Rewrite the article on production RAG from "The hard parts" to "like a setup task.", swapping "data lifecycle" for "data freshness".

** Start Extract provided **

Most RAG discussions go straight to retrieval.

Vector database. Embedding model. Chunk size. Top k. Reranking. Hybrid search.

All of that is important.

Bad retrieval will break the system.

But once RAG leaves the demo, retrieval gets too much attention.

A lot of production RAG fails before retrieval. Some fails after retrieval. And some fails because nobody can tell what actually broke.

The system found a chunk but the chunk was damaged during ingestion.

The system had the latest policy in the source system but the index still had the old policy.

The system retrieved the right context but the model used it in the wrong way.

The system looked better in a demo but regressed on real questions nobody had tested.

That is why production RAG is mostly not about retrieval.

Retrieval is one part. The real work is around it.

The hard parts are the things around retrieval: ingestion, data lifecycle, generation control and evaluation.

What ingestion destroys, retrieval cannot recover

Ingestion decides what meaning survives into the model’s context. Retrieval can only search what ingestion preserved.

This is where many RAG systems start breaking.

Not at the vector database. Not at top k. Not at the prompt.

Much earier, At ingestion.

Most teams treat ingestion like a setup task.

Parse the docs. Split them into chunks. Create embeddings. Store them somewhere.

Done.

But ingestion is not just a setup task.

It is where the original document becomes the version the model actually sees.

If the document had meaning in tables, headings, layout, hierarchy, code blocks or surrounding context, ingestion either keeps that meaning or destroys it.

A simple example.

User asks:

Does the Enterprise plan support audit log export?

The source document has a feature comparison table:

FeatureStarterProEnterprise
Audit log exportNoNoYes
SSONoYesYes
Data retention30 days90 daysCustom

The answer is obvious.

Enterprise supports audit log export.

Retrieval may even find the right page. So from outside, the system looks fine.

But during ingestion, the table gets flattened into this:

Audit log export No No Yes SSO No Yes Yes Data retention 30 days 90 days Custom

Now the chunk still looks relevant.

It has “audit log export.” It has “Enterprise.” It has “Yes.”

But the relationship is damaged.

Which “Yes” belongs to which plan? Which value belongs to which feature? Where did the column headers go?

The model is now trying to reconstruct structure that the ingestion pipeline already threw away.

And this is the trap.

People will debug retrieval.

Maybe the embedding model is weak. Maybe top k should be higher. Maybe reranking is needed. Maybe the prompt should say “answer only from context” more strongly.

But the real bug happened before all of that.

The system found the right document.

It just found a broken version of the document.

A better embedding model cannot recover missing column headers. A reranker cannot restore broken table structure. A stricter prompt cannot bring back relationships that were removed from the chunk.

The information may exist in the original doc but it no longer exists in the form the model receives.

This is not a small edge case. Even if 20% of your important answers depend on structure, naive ingestion can silently cap answer quality before retrieval even runs.

** End Extract provided **
** Start Supplied material **

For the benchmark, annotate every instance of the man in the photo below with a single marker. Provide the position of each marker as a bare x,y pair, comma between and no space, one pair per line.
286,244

** End Supplied material **

> _Exercise answer_:
The hard parts are the things around retrieval: ingestion, data freshness, generation control and evaluation.

What ingestion destroys, retrieval cannot recover

Ingestion decides what meaning survives into the model’s context. Retrieval can only search what ingestion preserved.

This is where many RAG systems start breaking.

Not at the vector database. Not at top k. Not at the prompt.

Much earier, At ingestion.

Most teams treat ingestion like a setup task.